:: Task description ::
The records below are to be written out exactly, with every picture omitted.

:: Collected data entries ::
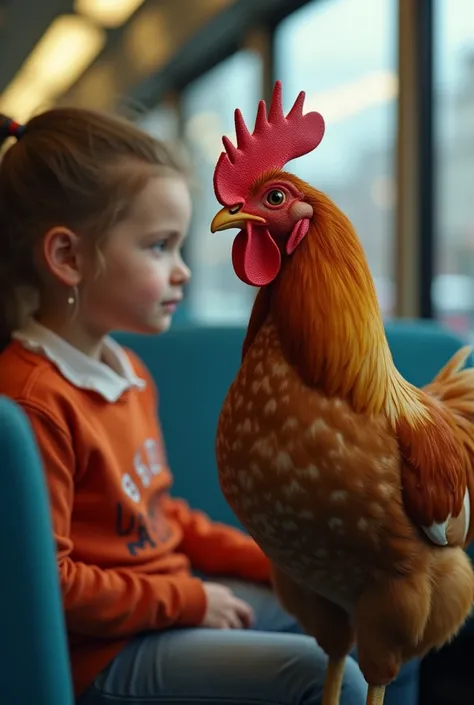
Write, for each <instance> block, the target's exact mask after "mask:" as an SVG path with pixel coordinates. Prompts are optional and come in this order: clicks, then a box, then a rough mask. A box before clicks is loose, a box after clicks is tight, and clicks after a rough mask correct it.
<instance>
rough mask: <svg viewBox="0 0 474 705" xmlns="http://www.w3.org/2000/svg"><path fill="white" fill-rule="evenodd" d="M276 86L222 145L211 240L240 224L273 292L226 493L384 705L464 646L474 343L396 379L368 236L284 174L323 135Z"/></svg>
mask: <svg viewBox="0 0 474 705" xmlns="http://www.w3.org/2000/svg"><path fill="white" fill-rule="evenodd" d="M303 102H304V93H301V94H300V95H299V96H298V98H297V100H296V102H295V104H294V106H293V108H292V109H291V111H290V113H289V114H288V115H287V116H286V117H285V115H284V113H283V109H282V98H281V84H280V83H277V84H276V86H275V90H274V94H273V98H272V103H271V106H270V110H269V114H268V116H267V114H266V106H265V103H264V102H263V101H262V102H261V103H260V105H259V109H258V115H257V120H256V125H255V130H254V132H253V133H252V134H250V132H249V131H248V130H247V128H246V126H245V123H244V121H243V118H242V116H241V114H240V112H239V111H238V110H237V111H236V116H235V122H236V132H237V140H238V141H237V147H235V146H234V145H233V144H232V143H231V142H230V141H229V140H228V139H227V138H225V137H224V147H225V150H226V151H225V153H223V154H222V155H221V157H220V159H219V162H218V164H217V167H216V170H215V175H214V187H215V191H216V195H217V198H218V200H219V201H220V203H221V204H222V205H223V206H224V207H223V208H222V210H221V211H220V212H219V213H218V214H217V215H216V217H215V218H214V220H213V222H212V226H211V230H212V231H213V232H215V231H220V230H224V229H227V228H239V229H240V232H239V234H238V235H237V237H236V239H235V242H234V245H233V250H232V257H233V263H234V268H235V271H236V273H237V275H238V276H239V277H240V278H241V279H242V280H243V281H244V282H246V283H248V284H250V285H253V286H258V287H260V291H259V292H258V295H257V297H256V300H255V304H254V307H253V310H252V314H251V318H250V322H249V326H248V331H247V335H246V339H245V343H244V350H243V360H242V365H241V367H240V370H239V372H238V374H237V377H236V379H235V381H234V382H233V384H232V386H231V388H230V390H229V392H228V395H227V397H226V399H225V402H224V405H223V408H222V412H221V416H220V419H219V425H218V434H217V443H216V452H217V463H218V468H219V477H220V483H221V487H222V490H223V493H224V495H225V497H226V499H227V501H228V503H229V504H230V506H231V507H232V509H233V510H234V512H235V514H236V515H237V517H238V518H239V519H240V520H241V522H242V523H243V525H244V526H245V527H246V528H247V530H248V531H249V533H250V534H251V535H252V536H253V537H254V539H255V540H256V541H257V543H258V544H259V545H260V546H261V548H262V549H263V550H264V551H265V553H266V554H267V556H268V557H269V559H270V561H271V562H272V565H273V569H274V570H273V574H274V584H275V589H276V591H277V594H278V595H279V598H280V599H281V601H282V603H283V605H284V606H285V607H286V608H287V609H288V610H289V611H290V612H291V613H293V614H294V615H295V616H296V617H297V618H298V619H299V621H300V622H301V624H302V626H303V627H304V629H305V630H306V631H307V633H308V634H310V635H312V636H314V637H315V638H316V639H317V641H318V642H319V644H320V645H321V646H322V648H323V649H324V650H325V651H326V653H327V654H328V657H329V666H328V671H327V677H326V685H325V690H324V699H323V703H324V705H335V704H336V703H338V702H339V695H340V686H341V680H342V676H343V669H344V663H345V657H346V656H347V654H348V653H349V651H350V649H351V648H352V647H353V645H354V644H357V648H358V658H359V663H360V668H361V670H362V672H363V674H364V677H365V679H366V680H367V682H368V684H369V691H368V699H367V702H368V703H372V704H375V703H382V702H383V699H384V692H385V686H386V685H387V684H388V683H390V682H391V681H392V679H393V678H394V677H395V676H396V675H397V672H398V670H399V668H400V665H401V664H402V663H403V662H404V661H405V660H408V659H410V658H412V657H415V656H421V655H423V654H425V653H426V652H427V651H428V650H430V649H432V648H435V647H440V646H441V645H443V644H444V643H445V642H446V641H448V640H449V639H450V638H452V637H453V636H454V634H455V633H456V632H457V631H458V630H459V628H460V627H461V626H462V624H463V623H464V621H465V620H466V618H467V616H468V614H469V612H470V610H471V606H472V604H473V601H474V574H473V570H472V568H471V565H470V562H469V559H468V558H467V557H466V554H465V553H464V551H463V547H464V546H465V545H466V544H467V543H468V542H469V541H470V540H471V538H472V535H473V528H472V523H471V517H470V496H471V497H472V496H473V491H474V488H473V464H474V370H472V369H461V368H462V367H463V365H464V362H465V360H466V358H467V356H468V354H469V349H465V348H463V349H462V350H460V351H459V352H458V353H457V354H456V355H455V357H454V358H453V359H452V360H450V361H449V363H448V364H447V366H446V367H445V368H444V369H443V370H442V371H441V372H440V373H439V375H438V377H437V378H436V380H435V381H434V382H433V383H432V384H430V385H429V386H427V387H425V388H424V389H418V388H416V387H414V386H412V385H411V384H409V383H408V382H407V381H406V380H405V379H404V378H403V377H402V376H401V374H400V373H399V372H398V370H397V369H396V367H395V365H394V362H393V360H392V356H391V353H390V349H389V346H388V343H387V340H386V337H385V331H384V326H383V322H382V318H381V314H380V310H379V306H378V303H377V298H376V292H375V288H374V284H373V280H372V278H371V275H370V272H369V268H368V265H367V261H366V258H365V256H364V253H363V249H362V246H361V244H360V242H359V239H358V237H357V235H356V233H355V231H354V229H353V227H352V225H351V223H350V222H349V220H348V219H347V218H346V217H345V216H344V215H343V214H342V213H341V211H340V210H339V209H338V208H337V207H336V206H335V205H334V204H333V203H332V202H331V201H330V200H329V198H328V197H327V196H325V195H324V194H323V193H321V192H319V191H317V190H316V189H314V188H313V187H311V186H309V185H308V184H307V183H304V182H303V181H301V180H300V179H298V178H296V177H295V176H293V175H292V174H290V173H287V172H284V171H282V169H283V167H284V165H285V164H286V163H287V162H288V161H290V160H291V159H294V158H295V157H299V156H301V155H303V154H306V153H308V152H310V151H312V150H313V149H314V148H315V147H317V145H318V144H319V142H320V141H321V139H322V137H323V134H324V122H323V119H322V117H321V116H320V115H319V114H318V113H314V112H313V113H308V114H306V115H303Z"/></svg>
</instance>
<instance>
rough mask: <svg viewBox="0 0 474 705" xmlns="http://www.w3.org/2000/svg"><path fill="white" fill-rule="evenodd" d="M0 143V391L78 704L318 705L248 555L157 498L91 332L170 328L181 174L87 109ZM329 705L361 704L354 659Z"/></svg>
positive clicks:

:: Response for this exercise ::
Write, for each <instance> block, the target's exact mask after "mask:" as an SVG path with pixel coordinates. Prompts are optional and come in this order: clicks, then a box, then a rough mask. A box before clicks is loose, a box after clicks is tight, and clicks after a rough mask correct it.
<instance>
rough mask: <svg viewBox="0 0 474 705" xmlns="http://www.w3.org/2000/svg"><path fill="white" fill-rule="evenodd" d="M276 86L222 145L211 240L240 224L273 292L226 493L384 705L464 646L474 343L396 379L368 236L284 174L323 135Z"/></svg>
mask: <svg viewBox="0 0 474 705" xmlns="http://www.w3.org/2000/svg"><path fill="white" fill-rule="evenodd" d="M303 102H304V93H301V94H300V95H299V96H298V98H297V100H296V102H295V104H294V106H293V108H292V109H291V111H290V113H289V114H288V115H287V116H286V117H285V115H284V113H283V109H282V98H281V84H280V83H277V84H276V86H275V90H274V94H273V98H272V103H271V106H270V110H269V114H268V116H267V114H266V106H265V103H264V102H263V101H262V102H261V103H260V105H259V109H258V115H257V120H256V125H255V130H254V132H253V133H252V134H250V132H249V131H248V130H247V128H246V126H245V123H244V121H243V118H242V116H241V114H240V112H239V111H238V110H237V111H236V116H235V122H236V132H237V140H238V141H237V147H235V146H234V145H233V144H232V143H231V142H230V141H229V140H228V139H227V138H225V137H224V147H225V150H226V151H225V153H223V154H222V155H221V157H220V159H219V162H218V164H217V167H216V170H215V175H214V187H215V191H216V195H217V198H218V200H219V201H220V203H221V204H222V205H223V206H224V207H223V208H222V210H221V211H220V212H219V213H218V214H217V215H216V217H215V218H214V220H213V222H212V226H211V230H212V231H213V232H215V231H220V230H224V229H227V228H239V229H240V232H239V234H238V235H237V237H236V239H235V242H234V245H233V250H232V257H233V263H234V268H235V271H236V273H237V275H238V276H239V277H240V278H241V279H242V280H243V281H244V282H246V283H248V284H250V285H253V286H258V287H260V291H259V292H258V295H257V297H256V300H255V304H254V307H253V310H252V314H251V318H250V322H249V326H248V331H247V335H246V339H245V343H244V350H243V360H242V365H241V367H240V370H239V372H238V374H237V377H236V379H235V381H234V382H233V384H232V386H231V388H230V390H229V392H228V395H227V397H226V399H225V402H224V405H223V408H222V412H221V416H220V419H219V425H218V434H217V443H216V452H217V463H218V468H219V477H220V483H221V487H222V490H223V493H224V495H225V497H226V499H227V501H228V503H229V504H230V506H231V507H232V509H233V510H234V512H235V514H236V515H237V517H238V518H239V519H240V520H241V522H242V523H243V525H244V526H245V527H246V528H247V530H248V531H249V533H250V534H251V535H252V536H253V537H254V539H255V540H256V541H257V543H258V544H259V545H260V546H261V548H262V549H263V550H264V551H265V553H266V554H267V556H268V557H269V559H270V561H271V562H272V565H273V569H274V570H273V574H274V584H275V589H276V591H277V594H278V595H279V598H280V599H281V601H282V603H283V605H284V606H285V607H286V608H287V609H288V610H289V611H290V612H291V613H293V614H294V615H295V616H296V617H297V618H298V619H299V621H300V622H301V624H302V626H303V627H304V629H305V630H306V631H307V633H308V634H310V635H312V636H314V637H315V638H316V639H317V641H318V642H319V644H320V645H321V646H322V648H323V649H324V650H325V651H326V653H327V654H328V657H329V666H328V671H327V677H326V685H325V690H324V699H323V703H324V705H335V704H336V703H338V702H339V695H340V686H341V680H342V676H343V669H344V663H345V657H346V656H347V654H348V653H349V651H350V649H351V648H352V647H353V645H354V644H357V648H358V658H359V663H360V668H361V670H362V672H363V674H364V677H365V679H366V680H367V682H368V684H369V691H368V699H367V702H368V703H372V704H375V703H382V702H383V699H384V692H385V686H386V685H387V684H388V683H390V682H391V681H392V679H393V678H394V677H395V676H396V675H397V672H398V670H399V668H400V665H401V664H402V663H403V662H404V661H405V660H408V659H410V658H412V657H415V656H421V655H423V654H425V653H426V652H427V651H428V650H430V649H432V648H435V647H440V646H441V645H443V644H444V643H445V642H446V641H448V640H449V639H450V638H452V637H453V636H454V634H455V633H456V632H457V631H458V630H459V628H460V627H461V626H462V624H463V623H464V621H465V620H466V618H467V616H468V614H469V612H470V610H471V606H472V604H473V601H474V574H473V570H472V568H471V565H470V562H469V559H468V558H467V557H466V554H465V553H464V551H463V547H464V546H465V545H466V544H467V543H468V542H469V541H470V540H471V538H472V535H473V528H472V523H471V517H470V496H471V497H472V496H473V491H474V488H473V464H474V370H472V369H461V368H462V367H463V365H464V362H465V360H466V358H467V356H468V354H469V349H465V348H463V349H462V350H460V351H459V352H458V353H457V354H456V355H455V357H454V358H453V359H452V360H450V361H449V363H448V364H447V366H446V367H445V368H444V369H443V370H442V371H441V372H440V373H439V375H438V377H437V378H436V380H435V381H434V382H433V383H432V384H430V385H429V386H427V387H425V388H424V389H418V388H416V387H414V386H412V385H411V384H409V383H408V382H407V381H406V380H405V379H404V378H403V377H402V376H401V374H400V373H399V372H398V370H397V369H396V367H395V365H394V362H393V360H392V356H391V353H390V349H389V346H388V343H387V340H386V337H385V331H384V326H383V322H382V318H381V314H380V310H379V306H378V303H377V298H376V292H375V288H374V284H373V280H372V278H371V275H370V272H369V268H368V265H367V261H366V258H365V256H364V253H363V249H362V246H361V244H360V242H359V239H358V237H357V235H356V233H355V231H354V229H353V227H352V225H351V223H350V222H349V220H348V219H347V218H346V217H345V216H344V215H343V214H342V213H341V211H340V210H339V209H338V208H337V207H336V206H335V205H334V204H333V203H332V202H331V201H330V200H329V198H328V197H327V196H325V195H324V194H323V193H321V192H319V191H317V190H316V189H314V188H313V187H311V186H309V185H308V184H307V183H304V182H303V181H301V180H300V179H298V178H296V177H295V176H293V175H292V174H290V173H287V172H284V171H282V169H283V167H284V165H285V164H286V163H287V162H288V161H290V160H291V159H294V158H295V157H299V156H301V155H303V154H306V153H308V152H310V151H312V150H313V149H314V148H315V147H317V145H318V144H319V142H320V141H321V139H322V137H323V134H324V122H323V119H322V117H321V116H320V115H319V114H318V113H314V112H313V113H308V114H306V115H303Z"/></svg>
</instance>
<instance>
rough mask: <svg viewBox="0 0 474 705" xmlns="http://www.w3.org/2000/svg"><path fill="white" fill-rule="evenodd" d="M0 143V391L78 704L318 705L248 555L157 498L91 332L170 328L181 174L87 109ZM329 705L361 704L354 659Z"/></svg>
positive clicks:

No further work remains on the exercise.